Problem to work on: Rewrite the items from the line containing "the red dragonfly" through the end of the items, replacing "record" with "note" and keeping everything else the same.

* START Records to use *

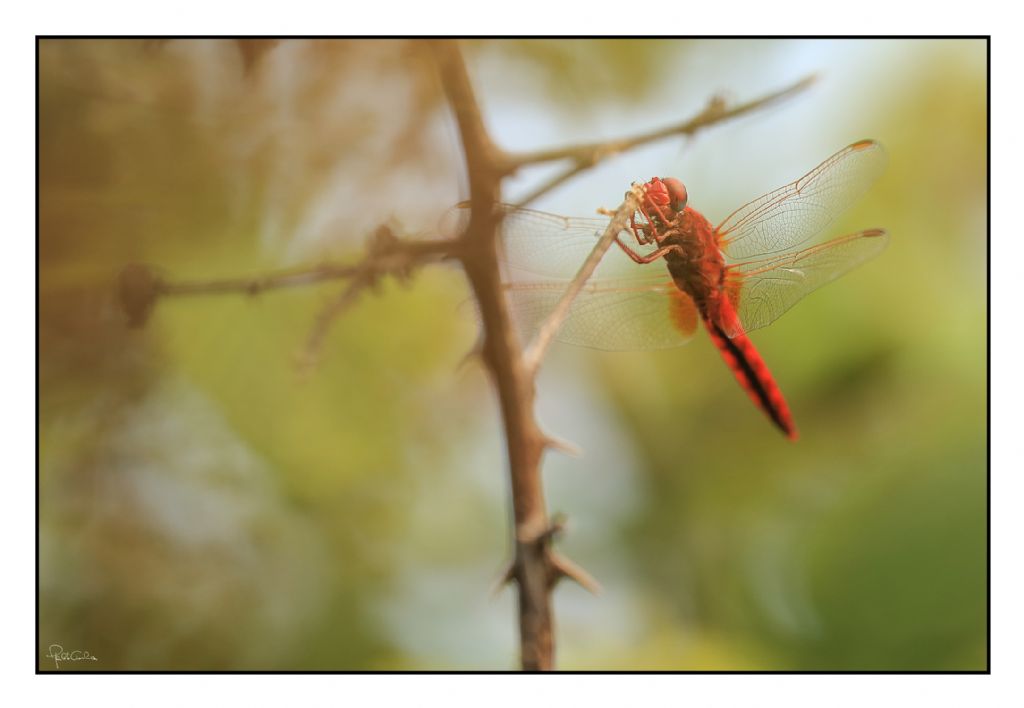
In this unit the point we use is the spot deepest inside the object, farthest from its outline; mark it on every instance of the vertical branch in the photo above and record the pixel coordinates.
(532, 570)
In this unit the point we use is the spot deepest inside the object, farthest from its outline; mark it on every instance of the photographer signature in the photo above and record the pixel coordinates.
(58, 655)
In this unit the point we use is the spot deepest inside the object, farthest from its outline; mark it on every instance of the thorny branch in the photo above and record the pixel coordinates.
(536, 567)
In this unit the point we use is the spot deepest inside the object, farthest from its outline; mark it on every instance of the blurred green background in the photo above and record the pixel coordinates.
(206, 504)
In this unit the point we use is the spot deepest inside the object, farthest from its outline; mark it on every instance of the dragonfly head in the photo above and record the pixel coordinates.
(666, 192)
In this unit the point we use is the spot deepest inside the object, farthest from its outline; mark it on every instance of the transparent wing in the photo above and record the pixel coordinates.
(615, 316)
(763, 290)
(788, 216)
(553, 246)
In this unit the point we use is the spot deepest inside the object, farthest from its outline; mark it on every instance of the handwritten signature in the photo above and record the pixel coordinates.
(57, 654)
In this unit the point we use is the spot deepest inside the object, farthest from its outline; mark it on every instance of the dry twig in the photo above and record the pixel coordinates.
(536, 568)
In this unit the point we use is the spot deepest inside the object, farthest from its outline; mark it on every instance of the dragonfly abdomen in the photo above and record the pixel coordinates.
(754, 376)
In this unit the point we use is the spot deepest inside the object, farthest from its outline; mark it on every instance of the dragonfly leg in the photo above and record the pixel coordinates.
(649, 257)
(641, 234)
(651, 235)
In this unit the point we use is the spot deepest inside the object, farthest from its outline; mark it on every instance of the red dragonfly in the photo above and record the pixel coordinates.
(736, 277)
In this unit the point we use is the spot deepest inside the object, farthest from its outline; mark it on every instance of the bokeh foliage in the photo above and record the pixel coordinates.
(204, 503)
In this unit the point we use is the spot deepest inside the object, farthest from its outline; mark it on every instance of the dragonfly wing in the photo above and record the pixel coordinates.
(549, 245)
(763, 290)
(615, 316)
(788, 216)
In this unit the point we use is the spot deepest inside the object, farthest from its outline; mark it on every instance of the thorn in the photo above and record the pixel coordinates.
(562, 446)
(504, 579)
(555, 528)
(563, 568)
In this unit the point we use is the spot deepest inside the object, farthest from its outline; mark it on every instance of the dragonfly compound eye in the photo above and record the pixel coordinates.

* END Records to use *

The completed task:
In this unit the point we use is the spot deepest inside the object, farthest from its outline; mark it on every instance of the red dragonfly in the photo above and note the pixel coordinates.
(736, 277)
In this unit the point we use is the spot deepest inside the object, farthest from its outline; mark it on every instance of the bokeh foliage in the photo above and note the pixel coordinates.
(204, 503)
In this unit the point we use is the spot deepest inside the object, farthest from its outline; mark it on every instance of the dragonfly wing in the photo above and note the pixel coordinates.
(549, 245)
(763, 290)
(615, 316)
(788, 216)
In this unit the point we use is the spot deepest inside the object, farthest from its outline; mark it on every instance of the thorn in the photo above and note the pixel coordinates.
(562, 446)
(504, 579)
(555, 528)
(563, 568)
In this unit the point we use is the spot deepest inside the object, farthest from its outline; mark it on every instance of the dragonfly compound eye in the photo above and note the pixel coordinates.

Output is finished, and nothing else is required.